__RECORDS FOR PROCESSING__
## begin

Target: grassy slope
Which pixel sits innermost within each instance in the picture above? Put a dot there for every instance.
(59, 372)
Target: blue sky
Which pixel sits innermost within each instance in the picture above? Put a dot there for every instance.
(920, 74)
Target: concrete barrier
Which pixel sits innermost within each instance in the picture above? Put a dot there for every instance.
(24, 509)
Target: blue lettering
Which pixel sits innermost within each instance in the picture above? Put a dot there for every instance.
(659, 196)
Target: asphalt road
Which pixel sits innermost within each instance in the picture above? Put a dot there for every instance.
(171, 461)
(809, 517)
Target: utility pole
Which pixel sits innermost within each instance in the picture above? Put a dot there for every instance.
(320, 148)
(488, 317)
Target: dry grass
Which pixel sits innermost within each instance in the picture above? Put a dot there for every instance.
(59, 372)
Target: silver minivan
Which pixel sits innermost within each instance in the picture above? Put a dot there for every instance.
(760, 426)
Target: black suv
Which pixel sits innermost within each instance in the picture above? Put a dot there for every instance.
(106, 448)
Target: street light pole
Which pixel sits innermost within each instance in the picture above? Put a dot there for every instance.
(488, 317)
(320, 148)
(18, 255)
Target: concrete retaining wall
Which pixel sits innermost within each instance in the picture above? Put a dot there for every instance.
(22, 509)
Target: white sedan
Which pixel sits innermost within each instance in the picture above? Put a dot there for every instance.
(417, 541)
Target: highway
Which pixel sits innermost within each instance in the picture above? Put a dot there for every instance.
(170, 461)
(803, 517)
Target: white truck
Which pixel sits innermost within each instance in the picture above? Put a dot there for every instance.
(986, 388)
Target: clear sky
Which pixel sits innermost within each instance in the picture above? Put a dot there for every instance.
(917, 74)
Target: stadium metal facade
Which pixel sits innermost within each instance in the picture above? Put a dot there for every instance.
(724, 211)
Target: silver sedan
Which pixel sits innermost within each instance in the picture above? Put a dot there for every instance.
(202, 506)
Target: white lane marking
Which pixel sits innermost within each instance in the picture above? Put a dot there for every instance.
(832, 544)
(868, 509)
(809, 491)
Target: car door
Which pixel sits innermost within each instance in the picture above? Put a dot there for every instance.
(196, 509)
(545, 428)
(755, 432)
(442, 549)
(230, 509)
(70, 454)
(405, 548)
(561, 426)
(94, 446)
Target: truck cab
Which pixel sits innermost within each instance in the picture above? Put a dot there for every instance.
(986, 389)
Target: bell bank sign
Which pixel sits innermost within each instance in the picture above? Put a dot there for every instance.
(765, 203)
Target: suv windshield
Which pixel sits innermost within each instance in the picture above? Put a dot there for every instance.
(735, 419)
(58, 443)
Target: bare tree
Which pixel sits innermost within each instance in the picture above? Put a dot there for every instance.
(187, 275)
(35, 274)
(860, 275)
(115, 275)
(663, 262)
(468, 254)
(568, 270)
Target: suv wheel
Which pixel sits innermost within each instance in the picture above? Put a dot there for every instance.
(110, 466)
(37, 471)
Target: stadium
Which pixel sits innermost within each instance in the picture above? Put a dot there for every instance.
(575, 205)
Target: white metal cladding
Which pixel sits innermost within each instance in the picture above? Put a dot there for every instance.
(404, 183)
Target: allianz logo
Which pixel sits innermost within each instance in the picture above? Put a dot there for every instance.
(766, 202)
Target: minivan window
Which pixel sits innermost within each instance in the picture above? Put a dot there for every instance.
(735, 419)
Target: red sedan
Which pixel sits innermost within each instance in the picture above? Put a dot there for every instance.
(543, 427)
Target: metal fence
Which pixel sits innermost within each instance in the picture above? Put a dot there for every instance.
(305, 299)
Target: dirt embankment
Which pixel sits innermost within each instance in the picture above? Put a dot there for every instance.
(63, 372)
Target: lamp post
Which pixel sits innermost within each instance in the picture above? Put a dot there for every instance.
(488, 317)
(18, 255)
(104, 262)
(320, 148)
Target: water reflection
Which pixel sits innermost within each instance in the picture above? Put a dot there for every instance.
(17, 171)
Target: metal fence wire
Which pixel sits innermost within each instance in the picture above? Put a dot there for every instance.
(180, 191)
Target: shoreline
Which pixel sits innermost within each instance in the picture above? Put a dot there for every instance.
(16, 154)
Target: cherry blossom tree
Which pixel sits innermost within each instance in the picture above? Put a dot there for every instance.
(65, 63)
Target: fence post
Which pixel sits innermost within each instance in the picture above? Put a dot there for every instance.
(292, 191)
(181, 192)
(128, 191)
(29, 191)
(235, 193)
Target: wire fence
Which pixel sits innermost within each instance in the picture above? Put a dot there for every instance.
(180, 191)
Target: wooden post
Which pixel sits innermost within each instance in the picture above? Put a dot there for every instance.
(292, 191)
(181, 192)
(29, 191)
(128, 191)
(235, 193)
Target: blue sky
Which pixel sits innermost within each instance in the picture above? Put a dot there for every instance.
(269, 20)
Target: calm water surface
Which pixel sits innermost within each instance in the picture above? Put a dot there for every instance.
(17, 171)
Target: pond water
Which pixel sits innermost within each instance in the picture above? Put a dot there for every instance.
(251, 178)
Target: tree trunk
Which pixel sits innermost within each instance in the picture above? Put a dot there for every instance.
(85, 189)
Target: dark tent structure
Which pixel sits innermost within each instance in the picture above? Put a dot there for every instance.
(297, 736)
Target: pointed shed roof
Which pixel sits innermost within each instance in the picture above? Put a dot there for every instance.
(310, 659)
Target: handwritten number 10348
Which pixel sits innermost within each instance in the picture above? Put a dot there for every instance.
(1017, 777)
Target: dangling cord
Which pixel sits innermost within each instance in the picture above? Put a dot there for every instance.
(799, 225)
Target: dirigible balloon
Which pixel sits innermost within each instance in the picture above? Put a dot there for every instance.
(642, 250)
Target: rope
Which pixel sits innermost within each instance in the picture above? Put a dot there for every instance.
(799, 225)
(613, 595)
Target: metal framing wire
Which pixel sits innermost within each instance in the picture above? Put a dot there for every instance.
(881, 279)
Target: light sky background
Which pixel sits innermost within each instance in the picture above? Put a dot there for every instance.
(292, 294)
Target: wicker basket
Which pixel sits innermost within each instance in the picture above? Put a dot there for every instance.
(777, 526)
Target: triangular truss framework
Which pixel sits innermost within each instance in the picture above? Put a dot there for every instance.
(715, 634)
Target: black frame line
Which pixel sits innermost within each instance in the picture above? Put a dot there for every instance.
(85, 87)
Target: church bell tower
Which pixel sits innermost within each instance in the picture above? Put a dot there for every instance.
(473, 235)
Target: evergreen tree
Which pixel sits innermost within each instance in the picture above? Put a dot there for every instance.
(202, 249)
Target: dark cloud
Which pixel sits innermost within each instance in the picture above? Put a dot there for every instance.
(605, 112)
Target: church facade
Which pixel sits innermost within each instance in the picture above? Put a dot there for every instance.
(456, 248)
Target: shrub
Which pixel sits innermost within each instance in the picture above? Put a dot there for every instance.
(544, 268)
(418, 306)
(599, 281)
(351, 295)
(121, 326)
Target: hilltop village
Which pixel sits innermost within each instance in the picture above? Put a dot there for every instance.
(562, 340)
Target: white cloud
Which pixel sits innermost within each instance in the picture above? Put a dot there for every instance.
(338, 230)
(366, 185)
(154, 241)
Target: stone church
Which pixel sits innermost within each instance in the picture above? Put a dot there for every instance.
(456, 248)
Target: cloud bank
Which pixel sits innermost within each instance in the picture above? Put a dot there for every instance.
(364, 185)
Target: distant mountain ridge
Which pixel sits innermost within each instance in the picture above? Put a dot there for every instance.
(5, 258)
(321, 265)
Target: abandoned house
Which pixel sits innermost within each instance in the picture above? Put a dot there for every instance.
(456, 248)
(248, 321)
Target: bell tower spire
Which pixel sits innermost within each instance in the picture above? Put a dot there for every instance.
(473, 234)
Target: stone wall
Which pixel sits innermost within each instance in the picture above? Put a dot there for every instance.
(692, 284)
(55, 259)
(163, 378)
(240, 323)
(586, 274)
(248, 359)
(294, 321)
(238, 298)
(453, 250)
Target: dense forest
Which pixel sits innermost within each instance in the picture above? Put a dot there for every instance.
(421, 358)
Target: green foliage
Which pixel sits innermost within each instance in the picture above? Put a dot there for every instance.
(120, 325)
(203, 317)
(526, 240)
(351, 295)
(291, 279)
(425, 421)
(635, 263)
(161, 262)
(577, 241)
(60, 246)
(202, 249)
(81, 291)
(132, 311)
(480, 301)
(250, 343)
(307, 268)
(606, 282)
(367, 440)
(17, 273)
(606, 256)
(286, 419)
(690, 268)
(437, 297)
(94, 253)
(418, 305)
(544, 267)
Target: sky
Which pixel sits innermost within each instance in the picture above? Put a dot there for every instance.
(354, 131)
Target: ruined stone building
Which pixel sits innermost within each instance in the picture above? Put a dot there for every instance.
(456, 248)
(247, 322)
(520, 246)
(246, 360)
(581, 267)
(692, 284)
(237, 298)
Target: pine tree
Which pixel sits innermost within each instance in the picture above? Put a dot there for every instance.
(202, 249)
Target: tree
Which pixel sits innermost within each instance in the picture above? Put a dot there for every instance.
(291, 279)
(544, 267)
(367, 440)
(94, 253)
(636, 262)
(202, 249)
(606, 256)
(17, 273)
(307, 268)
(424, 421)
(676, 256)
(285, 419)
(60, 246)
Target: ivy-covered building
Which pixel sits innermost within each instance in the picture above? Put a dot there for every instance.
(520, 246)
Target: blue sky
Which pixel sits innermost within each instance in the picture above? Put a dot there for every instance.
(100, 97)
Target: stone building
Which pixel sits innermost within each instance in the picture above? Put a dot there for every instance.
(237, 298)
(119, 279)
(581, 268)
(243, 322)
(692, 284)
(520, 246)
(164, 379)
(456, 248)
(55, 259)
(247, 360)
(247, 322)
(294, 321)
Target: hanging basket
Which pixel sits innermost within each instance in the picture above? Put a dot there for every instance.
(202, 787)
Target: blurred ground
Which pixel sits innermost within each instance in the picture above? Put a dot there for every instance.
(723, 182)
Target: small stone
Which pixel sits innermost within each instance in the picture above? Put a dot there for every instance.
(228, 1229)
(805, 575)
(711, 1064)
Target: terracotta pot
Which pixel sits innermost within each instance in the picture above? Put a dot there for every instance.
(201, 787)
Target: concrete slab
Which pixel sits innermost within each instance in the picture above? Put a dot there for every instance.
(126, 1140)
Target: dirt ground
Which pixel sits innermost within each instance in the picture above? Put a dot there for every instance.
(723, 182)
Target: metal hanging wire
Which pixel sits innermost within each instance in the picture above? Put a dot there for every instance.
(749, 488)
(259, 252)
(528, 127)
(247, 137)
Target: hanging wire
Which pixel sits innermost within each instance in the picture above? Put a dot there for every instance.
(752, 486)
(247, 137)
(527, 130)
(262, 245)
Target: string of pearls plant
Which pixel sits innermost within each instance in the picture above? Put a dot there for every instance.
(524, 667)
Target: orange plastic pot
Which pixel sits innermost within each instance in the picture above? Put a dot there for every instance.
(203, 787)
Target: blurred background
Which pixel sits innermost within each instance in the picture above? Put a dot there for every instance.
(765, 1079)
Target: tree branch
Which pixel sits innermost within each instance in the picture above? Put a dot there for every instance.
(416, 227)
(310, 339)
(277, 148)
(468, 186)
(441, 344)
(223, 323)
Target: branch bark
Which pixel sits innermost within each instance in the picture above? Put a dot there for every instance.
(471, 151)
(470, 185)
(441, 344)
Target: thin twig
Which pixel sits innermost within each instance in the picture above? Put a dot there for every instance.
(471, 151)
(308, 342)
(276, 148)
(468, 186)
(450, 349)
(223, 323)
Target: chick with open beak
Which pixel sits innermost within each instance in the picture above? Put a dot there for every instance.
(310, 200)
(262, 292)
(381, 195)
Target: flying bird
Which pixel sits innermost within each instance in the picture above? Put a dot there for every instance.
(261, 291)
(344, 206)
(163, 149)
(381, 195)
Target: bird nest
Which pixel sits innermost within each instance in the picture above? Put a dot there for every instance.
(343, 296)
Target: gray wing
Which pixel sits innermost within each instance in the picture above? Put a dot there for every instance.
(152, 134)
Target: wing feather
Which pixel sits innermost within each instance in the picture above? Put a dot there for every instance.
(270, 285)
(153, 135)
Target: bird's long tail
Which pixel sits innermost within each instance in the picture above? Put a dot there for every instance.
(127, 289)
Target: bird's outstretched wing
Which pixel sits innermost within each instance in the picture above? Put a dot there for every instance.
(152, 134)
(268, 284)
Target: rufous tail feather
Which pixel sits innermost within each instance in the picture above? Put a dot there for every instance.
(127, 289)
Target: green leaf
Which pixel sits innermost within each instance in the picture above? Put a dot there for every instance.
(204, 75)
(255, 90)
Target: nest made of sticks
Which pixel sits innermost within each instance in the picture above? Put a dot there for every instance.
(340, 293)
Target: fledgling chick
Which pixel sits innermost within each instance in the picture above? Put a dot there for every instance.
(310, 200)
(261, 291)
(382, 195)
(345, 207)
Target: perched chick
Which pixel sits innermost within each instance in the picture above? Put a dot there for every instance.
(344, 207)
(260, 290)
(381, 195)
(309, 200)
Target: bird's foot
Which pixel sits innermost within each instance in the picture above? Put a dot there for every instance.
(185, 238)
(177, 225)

## end

__WHAT YOU ARE ASKED TO DO__
Reproduce word for word the rows from the line that contains "Target: bird's foot" through the last line of the rows, including both of those lines.

__EXPECTED ANSWER__
Target: bird's foot
Which pixel sits innermost within each instance in the picture above? Put a dot there for every instance.
(185, 238)
(177, 225)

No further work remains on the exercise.